INPUT
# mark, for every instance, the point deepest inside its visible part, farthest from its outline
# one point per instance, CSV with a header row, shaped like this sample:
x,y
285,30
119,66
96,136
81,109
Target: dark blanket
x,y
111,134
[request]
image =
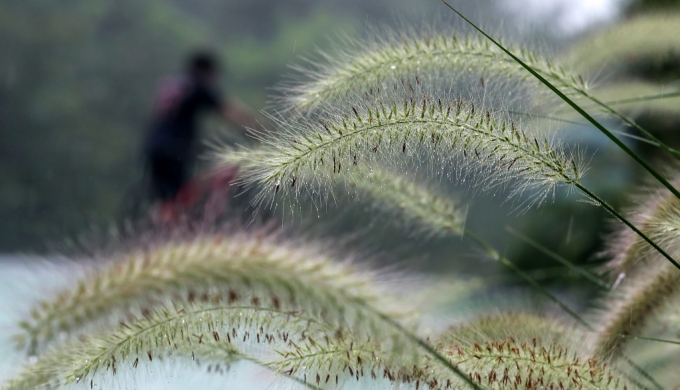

PROBLEM TO WORK ON
Begin the copy at the line containing "# one point" and end it at the final line of the material above, reproducing each line exactly and omitting pictures.

ANSWER SECTION
# one point per instance, CSV with a header row, shaped like this sample:
x,y
285,30
119,66
96,136
81,109
Target: dark blanket
x,y
111,134
[request]
image =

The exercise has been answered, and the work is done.